Prompt:
Can you retype the rows below with every character unchanged?

Spatial annotation rows:
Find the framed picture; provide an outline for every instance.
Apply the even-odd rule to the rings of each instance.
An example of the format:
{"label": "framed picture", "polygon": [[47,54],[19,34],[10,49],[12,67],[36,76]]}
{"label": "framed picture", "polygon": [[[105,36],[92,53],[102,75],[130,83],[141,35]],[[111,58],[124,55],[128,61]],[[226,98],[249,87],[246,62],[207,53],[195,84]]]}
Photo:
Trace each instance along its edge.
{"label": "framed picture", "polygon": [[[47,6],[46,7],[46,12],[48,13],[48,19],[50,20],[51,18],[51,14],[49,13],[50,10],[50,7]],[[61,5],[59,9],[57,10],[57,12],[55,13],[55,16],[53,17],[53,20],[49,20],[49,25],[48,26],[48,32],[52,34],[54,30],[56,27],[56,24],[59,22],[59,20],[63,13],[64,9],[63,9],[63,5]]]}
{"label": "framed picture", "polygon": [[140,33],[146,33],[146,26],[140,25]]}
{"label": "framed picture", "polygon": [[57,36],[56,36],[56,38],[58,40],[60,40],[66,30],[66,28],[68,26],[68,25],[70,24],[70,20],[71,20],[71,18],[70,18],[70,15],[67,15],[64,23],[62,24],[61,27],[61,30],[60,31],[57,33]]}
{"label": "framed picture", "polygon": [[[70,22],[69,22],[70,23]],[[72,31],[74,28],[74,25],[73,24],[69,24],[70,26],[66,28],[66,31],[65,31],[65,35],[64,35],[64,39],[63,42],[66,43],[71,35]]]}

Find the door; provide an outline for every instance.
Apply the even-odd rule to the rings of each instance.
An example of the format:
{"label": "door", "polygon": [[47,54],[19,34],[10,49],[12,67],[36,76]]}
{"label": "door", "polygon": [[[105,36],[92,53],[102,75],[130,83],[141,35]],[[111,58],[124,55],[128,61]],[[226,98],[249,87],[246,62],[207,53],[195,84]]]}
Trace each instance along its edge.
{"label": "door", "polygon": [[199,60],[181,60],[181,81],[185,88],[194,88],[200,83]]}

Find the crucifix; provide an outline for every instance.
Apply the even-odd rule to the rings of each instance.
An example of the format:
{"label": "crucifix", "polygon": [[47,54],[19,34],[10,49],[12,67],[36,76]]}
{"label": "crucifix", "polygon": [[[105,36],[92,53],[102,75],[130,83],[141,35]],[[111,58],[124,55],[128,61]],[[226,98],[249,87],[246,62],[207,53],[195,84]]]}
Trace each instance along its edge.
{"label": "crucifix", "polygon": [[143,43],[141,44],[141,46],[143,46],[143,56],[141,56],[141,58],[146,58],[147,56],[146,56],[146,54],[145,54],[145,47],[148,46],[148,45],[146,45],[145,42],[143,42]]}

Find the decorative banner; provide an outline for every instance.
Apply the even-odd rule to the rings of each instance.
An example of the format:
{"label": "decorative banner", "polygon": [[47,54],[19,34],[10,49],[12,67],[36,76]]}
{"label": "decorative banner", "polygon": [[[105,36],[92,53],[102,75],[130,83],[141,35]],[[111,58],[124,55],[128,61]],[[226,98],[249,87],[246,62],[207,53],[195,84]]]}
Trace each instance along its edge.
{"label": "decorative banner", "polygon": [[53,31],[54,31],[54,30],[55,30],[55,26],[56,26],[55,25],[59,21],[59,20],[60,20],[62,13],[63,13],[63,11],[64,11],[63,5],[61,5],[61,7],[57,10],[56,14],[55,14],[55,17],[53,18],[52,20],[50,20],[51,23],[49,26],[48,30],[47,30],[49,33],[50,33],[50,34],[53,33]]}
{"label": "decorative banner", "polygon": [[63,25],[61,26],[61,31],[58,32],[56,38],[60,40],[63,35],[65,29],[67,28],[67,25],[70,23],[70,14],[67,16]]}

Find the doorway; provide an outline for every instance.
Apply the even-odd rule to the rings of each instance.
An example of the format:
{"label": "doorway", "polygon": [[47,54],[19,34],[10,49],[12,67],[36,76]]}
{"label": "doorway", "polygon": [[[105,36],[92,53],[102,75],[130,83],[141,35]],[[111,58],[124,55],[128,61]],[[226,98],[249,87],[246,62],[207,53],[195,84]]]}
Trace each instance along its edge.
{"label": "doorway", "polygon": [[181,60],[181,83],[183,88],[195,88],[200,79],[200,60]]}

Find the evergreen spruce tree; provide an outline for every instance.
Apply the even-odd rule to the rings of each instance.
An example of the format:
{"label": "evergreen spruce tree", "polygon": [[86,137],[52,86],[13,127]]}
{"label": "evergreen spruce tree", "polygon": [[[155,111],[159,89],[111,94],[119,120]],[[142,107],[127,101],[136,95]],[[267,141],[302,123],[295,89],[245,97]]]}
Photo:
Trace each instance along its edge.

Complete response:
Find the framed picture; provide an outline for every instance.
Apply the even-odd rule to the rings of each instance.
An example of the format:
{"label": "framed picture", "polygon": [[47,54],[19,34],[10,49],[12,67],[36,76]]}
{"label": "framed picture", "polygon": [[[105,36],[92,53],[102,75],[130,83],[141,35]],[[111,58],[124,55],[128,61]],[[226,98],[249,87],[246,62],[207,53],[195,84]]]}
Photo:
Trace each instance along its edge.
{"label": "framed picture", "polygon": [[[47,6],[46,7],[46,12],[48,13],[48,19],[50,20],[51,18],[51,14],[49,13],[50,10],[50,7]],[[61,5],[59,9],[57,10],[57,12],[55,13],[55,16],[53,17],[53,20],[49,20],[49,25],[48,26],[48,32],[52,34],[54,30],[56,27],[56,24],[59,22],[59,20],[63,13],[64,9],[63,9],[63,5]]]}
{"label": "framed picture", "polygon": [[140,33],[146,33],[146,26],[140,25]]}
{"label": "framed picture", "polygon": [[57,36],[56,36],[56,38],[58,40],[60,40],[66,30],[66,28],[68,26],[68,25],[70,24],[70,20],[71,20],[71,18],[70,18],[70,15],[67,15],[64,23],[62,24],[61,27],[61,30],[60,31],[57,33]]}
{"label": "framed picture", "polygon": [[[70,22],[69,22],[70,23]],[[72,31],[74,28],[74,25],[73,24],[69,24],[70,26],[66,28],[66,31],[65,31],[65,35],[64,35],[64,39],[63,42],[66,43],[71,35]]]}

Find the door; provide an outline for every instance.
Apply the even-odd rule to the rings of each instance.
An example of the format:
{"label": "door", "polygon": [[47,54],[19,34],[10,49],[12,67],[36,76]]}
{"label": "door", "polygon": [[[105,36],[92,53],[102,75],[130,83],[141,35]],[[111,58],[124,55],[128,61]],[[226,98],[249,87],[246,62],[207,53],[195,84]]]}
Trace each instance along its edge.
{"label": "door", "polygon": [[199,60],[181,60],[181,81],[185,88],[194,88],[200,83]]}

Find the crucifix; provide an outline for every instance.
Apply the even-odd rule to the rings of each instance.
An example of the format:
{"label": "crucifix", "polygon": [[47,54],[19,34],[10,49],[12,67],[36,76]]}
{"label": "crucifix", "polygon": [[[105,36],[92,53],[102,75],[130,83],[141,35]],[[111,58],[124,55],[128,61]],[[226,98],[249,87],[246,62],[207,53],[195,84]]]}
Trace each instance along its edge.
{"label": "crucifix", "polygon": [[143,43],[141,44],[141,46],[143,46],[143,56],[141,56],[141,58],[146,58],[147,56],[146,56],[146,54],[145,54],[145,47],[148,46],[148,45],[146,45],[145,42],[143,42]]}

Find the decorative banner; provide an outline for every instance.
Apply the even-odd rule to the rings of each instance.
An example of the format:
{"label": "decorative banner", "polygon": [[47,54],[19,34],[10,49],[12,67],[36,76]]}
{"label": "decorative banner", "polygon": [[[105,36],[92,53],[102,75],[130,83],[141,35]],[[111,58],[124,55],[128,61]],[[226,98],[249,87],[246,62],[207,53],[195,84]]]}
Trace each instance along its edge.
{"label": "decorative banner", "polygon": [[53,31],[54,31],[54,30],[55,30],[55,26],[56,26],[55,25],[59,21],[59,20],[60,20],[62,13],[63,13],[63,11],[64,11],[63,5],[61,5],[61,7],[57,10],[56,14],[55,14],[55,17],[53,18],[52,20],[50,20],[51,23],[49,26],[48,30],[47,30],[49,33],[50,33],[50,34],[53,33]]}
{"label": "decorative banner", "polygon": [[63,25],[61,26],[61,31],[58,32],[56,38],[60,40],[63,35],[65,29],[67,28],[67,25],[70,23],[70,14],[67,16]]}

Find the doorway; provide an outline for every instance.
Apply the even-odd rule to the rings of each instance.
An example of the format:
{"label": "doorway", "polygon": [[47,54],[19,34],[10,49],[12,67],[36,76]]}
{"label": "doorway", "polygon": [[[105,36],[92,53],[102,75],[130,83],[141,35]],[[111,58],[124,55],[128,61]],[[226,98],[249,87],[246,62],[207,53],[195,84]]]}
Trace each instance along its edge.
{"label": "doorway", "polygon": [[181,60],[181,83],[183,88],[195,88],[200,79],[200,60]]}

Find the evergreen spruce tree; provide an outline for every instance.
Apply the even-odd rule to the rings of each instance.
An example of the format:
{"label": "evergreen spruce tree", "polygon": [[86,137],[52,86],[13,127]]}
{"label": "evergreen spruce tree", "polygon": [[[155,111],[159,89],[111,94],[119,120]],[[142,107],[127,101],[136,95]],[[267,141],[302,123],[295,89],[245,97]]]}
Photo:
Trace each instance along its edge.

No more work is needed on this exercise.